- _List of tasks_:
A - Answer these questions from the passage on shipping decarbonization:
(i) What is the name of the program Windward uses to encourage greater uptake of AI systems in shipping?
(ii) What per-tonne amount would the proposed mandatory fuel levy charge?
(iii) By what year do Fleetzero's co-founders hope to fully convert a small diesel ship?
B - Reproduce the section of the passage on shipping decarbonization starting at "One cohesive proposal" and ending at "early as 2022.".

- _Passage provided_:
▼

Windward, a predictive maritime intelligence company, believes they can help reduce emissions by using artificial intelligence (AI). The company has started using AI systems to measure fuel use and waste to improve carbon management. Instead of using assumptions of fuel use, Windward’s systems accurately track fuel use over time, speed, and location to provide a more detailed breakdown. They are now encouraging the greater uptake of AI systems in shipping through their ‘Data For Decarbonisation’ program.

One cohesive proposal that came out of the 8th Annual World Ocean Summit Virtual Week in June is the potential for a research and development fund to be used to develop new technologies for carbon-neutral shipping. The funding would come from a $2 per tonne of fuel mandatory levy, contributing around $5 billion within a decade.

Now some are speculating that electric batteries may be used in the future of freight shipping. The U.S.-based startup Fleetzero is constructing battery-electric cargo ships, in the hopes of decarbonizing the shipping industry as well as boosting freight potential through greater access to international ports. The co-founders of the company hope to develop the technology to fully convert a small diesel ship by as early as 2022.

This trend was predicted by Elon Musk in 2017, “Everything will go fully electric, apart from (ironically) rockets. Ships are the next easiest to solve after cars.”. Although until recently this seemed like a pipedream.

▲

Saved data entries
▼

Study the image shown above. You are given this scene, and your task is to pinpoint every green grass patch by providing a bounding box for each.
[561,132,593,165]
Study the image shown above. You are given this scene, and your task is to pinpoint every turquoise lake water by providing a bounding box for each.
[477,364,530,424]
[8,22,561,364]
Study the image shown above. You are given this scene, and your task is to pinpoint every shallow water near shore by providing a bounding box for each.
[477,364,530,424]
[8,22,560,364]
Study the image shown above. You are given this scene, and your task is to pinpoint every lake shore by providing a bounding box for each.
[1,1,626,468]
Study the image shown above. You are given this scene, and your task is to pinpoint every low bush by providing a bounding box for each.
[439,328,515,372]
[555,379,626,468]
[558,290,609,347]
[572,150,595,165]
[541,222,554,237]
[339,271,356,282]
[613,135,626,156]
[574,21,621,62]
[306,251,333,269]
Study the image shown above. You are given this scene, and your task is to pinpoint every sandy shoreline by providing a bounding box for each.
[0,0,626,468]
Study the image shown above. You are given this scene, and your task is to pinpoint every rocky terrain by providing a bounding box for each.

▲

- _Outputs for the tasks_:
A -
(i) 'Data For Decarbonisation'
(ii) $2 per tonne of fuel
(iii) As early as 2022

B -
One cohesive proposal that came out of the 8th Annual World Ocean Summit Virtual Week in June is the potential for a research and development fund to be used to develop new technologies for carbon-neutral shipping. The funding would come from a $2 per tonne of fuel mandatory levy, contributing around $5 billion within a decade.

Now some are speculating that electric batteries may be used in the future of freight shipping. The U.S.-based startup Fleetzero is constructing battery-electric cargo ships, in the hopes of decarbonizing the shipping industry as well as boosting freight potential through greater access to international ports. The co-founders of the company hope to develop the technology to fully convert a small diesel ship by as early as 2022.